> ASSIGNMENT: Produce a word-for-word restatement of the lines from the line with "In this exercise you will mark the dry" to the end of the listing below, inclusive.

> EXCERPTED RECORDS:
----
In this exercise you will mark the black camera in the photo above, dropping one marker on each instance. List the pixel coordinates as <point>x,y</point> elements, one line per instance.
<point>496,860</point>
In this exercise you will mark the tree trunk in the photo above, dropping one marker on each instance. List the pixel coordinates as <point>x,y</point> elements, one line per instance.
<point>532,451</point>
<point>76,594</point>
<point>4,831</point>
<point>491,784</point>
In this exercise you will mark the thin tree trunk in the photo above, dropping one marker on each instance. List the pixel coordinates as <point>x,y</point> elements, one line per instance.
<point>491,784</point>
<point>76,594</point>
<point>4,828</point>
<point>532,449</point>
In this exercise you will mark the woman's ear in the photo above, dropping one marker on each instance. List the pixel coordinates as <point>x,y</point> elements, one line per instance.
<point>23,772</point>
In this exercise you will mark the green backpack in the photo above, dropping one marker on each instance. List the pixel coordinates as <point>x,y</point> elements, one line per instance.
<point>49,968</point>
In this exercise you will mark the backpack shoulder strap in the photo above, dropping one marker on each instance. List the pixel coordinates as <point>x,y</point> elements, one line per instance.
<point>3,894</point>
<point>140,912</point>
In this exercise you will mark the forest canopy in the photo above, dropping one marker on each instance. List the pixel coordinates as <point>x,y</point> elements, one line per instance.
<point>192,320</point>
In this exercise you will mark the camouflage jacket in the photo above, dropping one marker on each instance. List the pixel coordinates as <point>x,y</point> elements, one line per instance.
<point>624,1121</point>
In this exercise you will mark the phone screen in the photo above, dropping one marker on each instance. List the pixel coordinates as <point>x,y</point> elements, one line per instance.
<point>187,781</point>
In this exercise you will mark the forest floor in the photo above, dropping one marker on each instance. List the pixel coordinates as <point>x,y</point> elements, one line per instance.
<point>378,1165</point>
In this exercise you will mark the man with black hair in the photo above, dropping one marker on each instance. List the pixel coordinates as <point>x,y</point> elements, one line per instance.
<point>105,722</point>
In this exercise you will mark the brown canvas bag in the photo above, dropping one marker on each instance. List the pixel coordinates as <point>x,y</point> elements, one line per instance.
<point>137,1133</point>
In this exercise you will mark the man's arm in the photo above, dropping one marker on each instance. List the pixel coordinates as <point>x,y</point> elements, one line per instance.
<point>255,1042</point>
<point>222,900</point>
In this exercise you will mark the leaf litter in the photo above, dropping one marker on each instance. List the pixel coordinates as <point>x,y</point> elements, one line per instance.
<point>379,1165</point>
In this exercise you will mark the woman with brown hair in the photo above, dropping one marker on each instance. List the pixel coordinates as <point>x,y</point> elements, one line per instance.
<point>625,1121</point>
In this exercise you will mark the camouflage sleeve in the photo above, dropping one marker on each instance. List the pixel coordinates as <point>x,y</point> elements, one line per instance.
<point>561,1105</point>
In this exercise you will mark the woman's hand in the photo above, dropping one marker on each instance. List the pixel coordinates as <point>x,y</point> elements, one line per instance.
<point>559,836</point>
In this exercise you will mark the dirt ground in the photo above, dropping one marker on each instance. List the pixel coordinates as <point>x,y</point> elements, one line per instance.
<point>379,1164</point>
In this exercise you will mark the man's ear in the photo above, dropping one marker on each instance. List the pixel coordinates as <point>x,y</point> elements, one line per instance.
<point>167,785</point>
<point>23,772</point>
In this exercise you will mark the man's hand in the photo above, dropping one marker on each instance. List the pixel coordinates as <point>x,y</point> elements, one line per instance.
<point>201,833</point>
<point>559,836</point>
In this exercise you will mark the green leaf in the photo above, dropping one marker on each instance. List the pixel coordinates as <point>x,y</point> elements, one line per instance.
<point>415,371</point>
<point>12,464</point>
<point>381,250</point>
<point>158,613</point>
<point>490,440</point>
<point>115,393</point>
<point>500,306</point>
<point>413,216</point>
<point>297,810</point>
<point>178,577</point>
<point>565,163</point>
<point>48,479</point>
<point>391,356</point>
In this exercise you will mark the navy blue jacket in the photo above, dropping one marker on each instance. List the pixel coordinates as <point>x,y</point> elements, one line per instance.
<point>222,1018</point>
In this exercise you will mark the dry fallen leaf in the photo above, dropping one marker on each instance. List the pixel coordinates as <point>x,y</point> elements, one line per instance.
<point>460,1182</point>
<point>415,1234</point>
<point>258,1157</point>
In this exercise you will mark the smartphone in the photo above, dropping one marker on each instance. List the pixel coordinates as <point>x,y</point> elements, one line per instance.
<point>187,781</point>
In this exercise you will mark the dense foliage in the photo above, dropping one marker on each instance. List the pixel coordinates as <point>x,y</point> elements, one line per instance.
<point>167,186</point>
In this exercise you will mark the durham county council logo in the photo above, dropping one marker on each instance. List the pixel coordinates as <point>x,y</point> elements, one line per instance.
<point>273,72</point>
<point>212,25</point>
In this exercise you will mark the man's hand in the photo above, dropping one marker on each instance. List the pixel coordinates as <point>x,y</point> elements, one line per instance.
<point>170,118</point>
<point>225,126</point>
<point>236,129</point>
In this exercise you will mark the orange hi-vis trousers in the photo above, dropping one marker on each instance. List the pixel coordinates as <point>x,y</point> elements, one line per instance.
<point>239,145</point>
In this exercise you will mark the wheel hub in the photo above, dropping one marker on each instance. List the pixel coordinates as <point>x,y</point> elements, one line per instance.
----
> WRITTEN RESPONSE:
In this exercise you will mark the dry fallen leaf in the photo above, dropping one marker on each instance. List the pixel coordinates as <point>x,y</point> elements, one line per instance.
<point>460,1182</point>
<point>415,1234</point>
<point>258,1157</point>
In this exercise you will mark the smartphone in the photo above, dropping one marker on each instance. List the pixel coordinates as <point>x,y</point> elements, one line per instance.
<point>187,781</point>
In this exercise you will mark the dense foliage in the photo above, dropping one marker on each instance. List the pixel coordinates as <point>x,y</point> elements, one line per instance.
<point>167,186</point>
In this exercise you will mark the durham county council logo in the photo above, dropping one marker on each instance. List the pixel coordinates as <point>x,y</point> elements, one line per instance.
<point>273,72</point>
<point>212,25</point>
In this exercise you will mark the man's hand in the photo above, dropping one marker on each instance. List the pixel coordinates as <point>x,y</point> elements, one line per instance.
<point>170,118</point>
<point>225,126</point>
<point>236,129</point>
In this exercise you will mark the orange hi-vis trousers in the photo above, dropping one marker on each instance. List the pixel coordinates as <point>x,y</point> elements, one line per instance.
<point>239,145</point>
In this exercise you will mark the wheel hub in the photo above, dropping one marker on each instance. List the pixel coordinates as <point>x,y</point> elements, one line per instance.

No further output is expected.